Exercise objective:
Rewrite the lines below from the one containing "Mark the dry" through the last line, replacing "dry grass" with "tall grass" and leaving everything else unchanged. Give only those lines.

Given records:
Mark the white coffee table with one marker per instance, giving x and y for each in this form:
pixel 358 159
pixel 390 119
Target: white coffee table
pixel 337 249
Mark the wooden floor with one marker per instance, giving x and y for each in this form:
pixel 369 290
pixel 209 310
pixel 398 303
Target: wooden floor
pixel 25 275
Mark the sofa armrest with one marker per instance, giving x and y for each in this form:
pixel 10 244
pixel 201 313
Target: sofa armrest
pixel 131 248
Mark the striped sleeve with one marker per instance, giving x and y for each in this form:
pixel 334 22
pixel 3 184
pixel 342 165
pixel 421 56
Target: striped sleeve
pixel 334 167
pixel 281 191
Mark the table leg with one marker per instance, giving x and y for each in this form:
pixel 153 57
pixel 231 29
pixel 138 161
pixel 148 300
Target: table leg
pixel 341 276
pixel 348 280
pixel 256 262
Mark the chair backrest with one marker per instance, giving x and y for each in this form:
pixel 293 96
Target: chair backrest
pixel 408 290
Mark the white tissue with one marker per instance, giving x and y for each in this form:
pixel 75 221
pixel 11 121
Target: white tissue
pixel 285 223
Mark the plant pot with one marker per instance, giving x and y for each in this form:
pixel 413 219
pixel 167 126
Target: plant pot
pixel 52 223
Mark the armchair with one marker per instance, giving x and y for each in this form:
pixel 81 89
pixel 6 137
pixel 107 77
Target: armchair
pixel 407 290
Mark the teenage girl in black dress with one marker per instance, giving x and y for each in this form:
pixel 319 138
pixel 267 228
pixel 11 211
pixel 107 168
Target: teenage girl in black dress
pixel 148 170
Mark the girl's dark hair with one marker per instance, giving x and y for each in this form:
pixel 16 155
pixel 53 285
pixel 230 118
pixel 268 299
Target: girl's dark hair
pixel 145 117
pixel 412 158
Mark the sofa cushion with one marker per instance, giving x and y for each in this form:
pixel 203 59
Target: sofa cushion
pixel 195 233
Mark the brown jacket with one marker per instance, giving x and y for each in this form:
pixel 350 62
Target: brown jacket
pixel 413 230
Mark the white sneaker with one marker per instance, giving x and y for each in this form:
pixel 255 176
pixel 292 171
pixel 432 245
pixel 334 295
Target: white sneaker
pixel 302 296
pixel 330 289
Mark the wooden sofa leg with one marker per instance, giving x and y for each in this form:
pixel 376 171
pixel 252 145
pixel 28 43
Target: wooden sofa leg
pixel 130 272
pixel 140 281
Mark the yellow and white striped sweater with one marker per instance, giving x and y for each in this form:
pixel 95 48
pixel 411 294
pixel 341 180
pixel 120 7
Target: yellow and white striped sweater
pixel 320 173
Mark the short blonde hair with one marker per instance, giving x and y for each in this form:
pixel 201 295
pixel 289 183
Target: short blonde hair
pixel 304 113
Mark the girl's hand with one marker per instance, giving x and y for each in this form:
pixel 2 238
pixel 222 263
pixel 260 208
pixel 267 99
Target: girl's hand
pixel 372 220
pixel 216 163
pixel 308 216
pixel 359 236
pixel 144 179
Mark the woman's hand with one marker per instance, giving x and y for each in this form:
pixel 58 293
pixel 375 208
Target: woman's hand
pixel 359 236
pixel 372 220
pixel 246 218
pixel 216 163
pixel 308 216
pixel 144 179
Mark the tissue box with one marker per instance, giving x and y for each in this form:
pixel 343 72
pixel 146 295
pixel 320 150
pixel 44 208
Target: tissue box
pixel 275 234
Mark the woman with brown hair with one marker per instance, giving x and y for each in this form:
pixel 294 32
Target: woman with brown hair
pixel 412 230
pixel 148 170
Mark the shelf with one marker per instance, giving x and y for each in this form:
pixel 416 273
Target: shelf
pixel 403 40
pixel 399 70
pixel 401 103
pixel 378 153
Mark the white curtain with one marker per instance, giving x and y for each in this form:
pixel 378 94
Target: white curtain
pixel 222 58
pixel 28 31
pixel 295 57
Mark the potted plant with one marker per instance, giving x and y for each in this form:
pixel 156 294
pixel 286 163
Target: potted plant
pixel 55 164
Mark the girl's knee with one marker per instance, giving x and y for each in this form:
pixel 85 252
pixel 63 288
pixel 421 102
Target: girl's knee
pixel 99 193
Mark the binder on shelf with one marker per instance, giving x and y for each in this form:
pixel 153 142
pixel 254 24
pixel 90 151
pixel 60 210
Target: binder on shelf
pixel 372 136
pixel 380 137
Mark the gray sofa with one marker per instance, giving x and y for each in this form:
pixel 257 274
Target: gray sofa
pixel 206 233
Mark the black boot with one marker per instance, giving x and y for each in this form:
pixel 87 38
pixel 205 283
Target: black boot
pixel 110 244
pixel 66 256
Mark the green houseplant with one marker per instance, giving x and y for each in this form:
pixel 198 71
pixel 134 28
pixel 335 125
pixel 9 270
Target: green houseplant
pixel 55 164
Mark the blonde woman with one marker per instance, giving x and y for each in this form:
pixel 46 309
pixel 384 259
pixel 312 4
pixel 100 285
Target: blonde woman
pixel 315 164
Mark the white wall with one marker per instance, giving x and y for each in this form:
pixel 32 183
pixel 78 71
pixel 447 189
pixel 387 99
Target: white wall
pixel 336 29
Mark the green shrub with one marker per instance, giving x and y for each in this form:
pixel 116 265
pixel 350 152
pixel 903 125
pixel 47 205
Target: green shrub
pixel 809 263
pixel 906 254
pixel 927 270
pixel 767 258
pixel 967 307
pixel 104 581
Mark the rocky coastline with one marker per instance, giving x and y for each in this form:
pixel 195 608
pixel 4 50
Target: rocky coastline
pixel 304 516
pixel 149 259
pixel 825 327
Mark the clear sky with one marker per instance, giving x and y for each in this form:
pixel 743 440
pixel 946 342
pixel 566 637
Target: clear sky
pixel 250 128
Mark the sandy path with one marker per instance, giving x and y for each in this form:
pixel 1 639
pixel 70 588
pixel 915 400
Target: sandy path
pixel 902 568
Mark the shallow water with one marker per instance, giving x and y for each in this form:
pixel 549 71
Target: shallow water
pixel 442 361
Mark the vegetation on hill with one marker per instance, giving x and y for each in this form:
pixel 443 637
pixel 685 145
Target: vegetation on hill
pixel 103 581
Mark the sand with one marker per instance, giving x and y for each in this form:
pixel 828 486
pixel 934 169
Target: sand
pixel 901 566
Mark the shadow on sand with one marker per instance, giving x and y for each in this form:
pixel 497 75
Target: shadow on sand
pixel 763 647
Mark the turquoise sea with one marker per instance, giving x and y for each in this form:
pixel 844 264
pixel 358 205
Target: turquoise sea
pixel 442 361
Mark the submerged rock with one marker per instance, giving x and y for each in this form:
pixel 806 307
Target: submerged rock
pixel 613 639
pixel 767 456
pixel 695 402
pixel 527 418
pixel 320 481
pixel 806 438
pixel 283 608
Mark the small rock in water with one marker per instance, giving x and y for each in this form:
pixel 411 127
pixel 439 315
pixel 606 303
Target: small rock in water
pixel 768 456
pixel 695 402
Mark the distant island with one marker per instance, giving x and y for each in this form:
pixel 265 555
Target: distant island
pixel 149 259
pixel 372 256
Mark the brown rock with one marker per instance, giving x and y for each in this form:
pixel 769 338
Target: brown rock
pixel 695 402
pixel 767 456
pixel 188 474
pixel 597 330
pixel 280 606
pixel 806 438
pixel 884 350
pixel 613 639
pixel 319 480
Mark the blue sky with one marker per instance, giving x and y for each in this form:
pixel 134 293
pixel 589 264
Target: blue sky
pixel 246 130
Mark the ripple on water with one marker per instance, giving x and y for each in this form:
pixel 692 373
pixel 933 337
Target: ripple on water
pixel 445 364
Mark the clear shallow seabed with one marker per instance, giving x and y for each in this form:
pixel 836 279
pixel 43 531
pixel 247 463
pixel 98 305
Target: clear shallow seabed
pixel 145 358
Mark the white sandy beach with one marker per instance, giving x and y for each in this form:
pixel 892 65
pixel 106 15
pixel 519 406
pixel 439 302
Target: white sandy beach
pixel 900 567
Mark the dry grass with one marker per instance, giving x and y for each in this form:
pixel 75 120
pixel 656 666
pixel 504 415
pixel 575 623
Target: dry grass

Exercise solution:
Mark the tall grass with one marker per instance, giving x and y for each in this form:
pixel 75 120
pixel 656 666
pixel 504 415
pixel 575 623
Target: tall grass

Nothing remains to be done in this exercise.